* start SOURCE *

Overview

Following are some architectural highlights of Amazon Web Services' (AWS) managed Kubernetes clusters (also known as Elastic Kubernetes Service or (EKS)), provisioned by Palette:

  1. Cluster resources such as Virtual Machines (VMs) can be provisioned into an existing infrastructure (Gateways, VPCs, Subnets etc.) as part of static provisioning as well as new dedicated infrastructure as part of dynamic provisioning.
  1. Full support for EKS Fargate profiles
  1. Spot instance support

    eks_cluster_architecture.png

Prerequisites

The following prerequisites must be met before deploying an EKS workload cluster:

  1. You must have an active AWS cloud account with all the permissions listed below in the AWS Cloud Account Permissions section.
  1. You must register your AWS cloud account in Palette as described in the Creating an AWS Cloud account section below.
  1. Have an Infrastructure cluster profile already created in Palette for EKS.

* end SOURCE *
* start EXCERPTED RECORDS *

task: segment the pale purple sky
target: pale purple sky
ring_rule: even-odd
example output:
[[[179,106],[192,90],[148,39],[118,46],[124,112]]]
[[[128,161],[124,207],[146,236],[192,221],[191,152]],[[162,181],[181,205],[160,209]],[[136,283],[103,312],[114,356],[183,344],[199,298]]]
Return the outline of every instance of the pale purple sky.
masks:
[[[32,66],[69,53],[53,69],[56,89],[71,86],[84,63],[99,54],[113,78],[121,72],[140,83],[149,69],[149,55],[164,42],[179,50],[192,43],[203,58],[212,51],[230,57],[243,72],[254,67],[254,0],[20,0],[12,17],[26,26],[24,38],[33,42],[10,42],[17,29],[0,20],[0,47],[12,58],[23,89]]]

* end EXCERPTED RECORDS *

§ SET TASKS:
A. How would you restate the EKS overview paragraph beginning "Cluster resources such as Virtual Machines" as one shorter sentence that keeps its main facts?
B. Could you recast the stretch of rows from their start through the line containing "Return the outline" as a Markdown table with columns Nr and Line, leaving out blank lines?
The EKS overview and the rows come from separate, unrelated sources.

§ ANSWERS BY TASK:
A. VMs and other cluster resources can be placed in existing infrastructure (gateways, VPCs, subnets, etc.) through static provisioning, or in new dedicated infrastructure through dynamic provisioning.

B.
| Nr | Line |
|---|---|
| 1 | task: segment the pale purple sky |
| 2 | target: pale purple sky |
| 3 | ring_rule: even-odd |
| 4 | example output: |
| 5 | [[[179,106],[192,90],[148,39],[118,46],[124,112]]] |
| 6 | [[[128,161],[124,207],[146,236],[192,221],[191,152]],[[162,181],[181,205],[160,209]],[[136,283],[103,312],[114,356],[183,344],[199,298]]] |
| 7 | Return the outline of every instance of the pale purple sky. |